[[ Data in this exercise open ]]
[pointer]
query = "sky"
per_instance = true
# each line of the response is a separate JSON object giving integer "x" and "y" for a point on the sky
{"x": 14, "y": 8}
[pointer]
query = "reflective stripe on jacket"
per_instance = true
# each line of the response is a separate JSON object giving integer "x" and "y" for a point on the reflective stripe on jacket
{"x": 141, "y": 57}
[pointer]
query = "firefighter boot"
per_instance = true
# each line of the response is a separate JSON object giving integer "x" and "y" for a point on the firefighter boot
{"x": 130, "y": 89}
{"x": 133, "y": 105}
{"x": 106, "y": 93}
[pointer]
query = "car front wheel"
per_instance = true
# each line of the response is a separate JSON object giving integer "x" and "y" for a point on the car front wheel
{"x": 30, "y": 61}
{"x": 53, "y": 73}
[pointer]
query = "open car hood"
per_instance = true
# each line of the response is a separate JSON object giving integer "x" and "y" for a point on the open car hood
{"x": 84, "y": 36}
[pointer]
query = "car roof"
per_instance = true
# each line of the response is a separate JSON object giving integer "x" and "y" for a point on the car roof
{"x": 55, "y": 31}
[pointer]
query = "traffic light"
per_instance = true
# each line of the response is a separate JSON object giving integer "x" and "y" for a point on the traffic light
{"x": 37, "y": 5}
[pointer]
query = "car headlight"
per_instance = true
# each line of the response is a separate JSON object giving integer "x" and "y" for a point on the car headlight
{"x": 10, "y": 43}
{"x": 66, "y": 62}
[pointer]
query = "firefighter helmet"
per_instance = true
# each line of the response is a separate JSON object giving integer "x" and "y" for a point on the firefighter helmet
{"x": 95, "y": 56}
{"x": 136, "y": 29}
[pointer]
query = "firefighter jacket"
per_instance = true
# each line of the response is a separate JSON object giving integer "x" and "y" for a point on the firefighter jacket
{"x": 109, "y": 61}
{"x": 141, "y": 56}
[[ Data in this exercise closed ]]
Problem to work on = Type the records out again. Match them exactly.

Final answer =
[pointer]
query = "sky"
per_instance = true
# each line of the response is a separate JSON object giving integer "x" and "y" for a point on the sky
{"x": 14, "y": 8}
[pointer]
query = "reflective stripe on jacket"
per_instance = true
# each line of the response is a separate JSON object giving integer "x" and "y" for a point on the reflective stripe on jacket
{"x": 141, "y": 57}
[pointer]
query = "firefighter boot"
per_instance = true
# each line of the response is a separate JSON object giving integer "x" and "y" for a point on the firefighter boot
{"x": 130, "y": 89}
{"x": 133, "y": 105}
{"x": 106, "y": 93}
[pointer]
query = "car front wheel"
per_instance = true
# each line of the response is a separate JSON object giving integer "x" and "y" for a point on the car front wheel
{"x": 30, "y": 61}
{"x": 53, "y": 73}
[pointer]
query = "open car hood"
per_instance = true
# each line of the response is a separate JSON object giving integer "x" and "y" for a point on the open car hood
{"x": 84, "y": 36}
[pointer]
query = "car roof"
per_instance = true
# each line of the response is a separate JSON object giving integer "x" and "y" for a point on the car roof
{"x": 55, "y": 31}
[pointer]
query = "traffic light"
per_instance = true
# each line of the response is a separate JSON object giving integer "x" and "y" for a point on the traffic light
{"x": 37, "y": 5}
[pointer]
query = "car headlight"
per_instance = true
# each line of the response is a separate JSON object giving integer "x" and "y" for a point on the car headlight
{"x": 10, "y": 43}
{"x": 66, "y": 62}
[pointer]
query = "firefighter helmet"
per_instance = true
# each line of the response is a separate JSON object giving integer "x" and "y" for a point on the firefighter helmet
{"x": 95, "y": 56}
{"x": 136, "y": 29}
[pointer]
query = "firefighter jacket"
per_instance = true
# each line of the response is a separate JSON object giving integer "x" and "y" for a point on the firefighter jacket
{"x": 109, "y": 61}
{"x": 141, "y": 56}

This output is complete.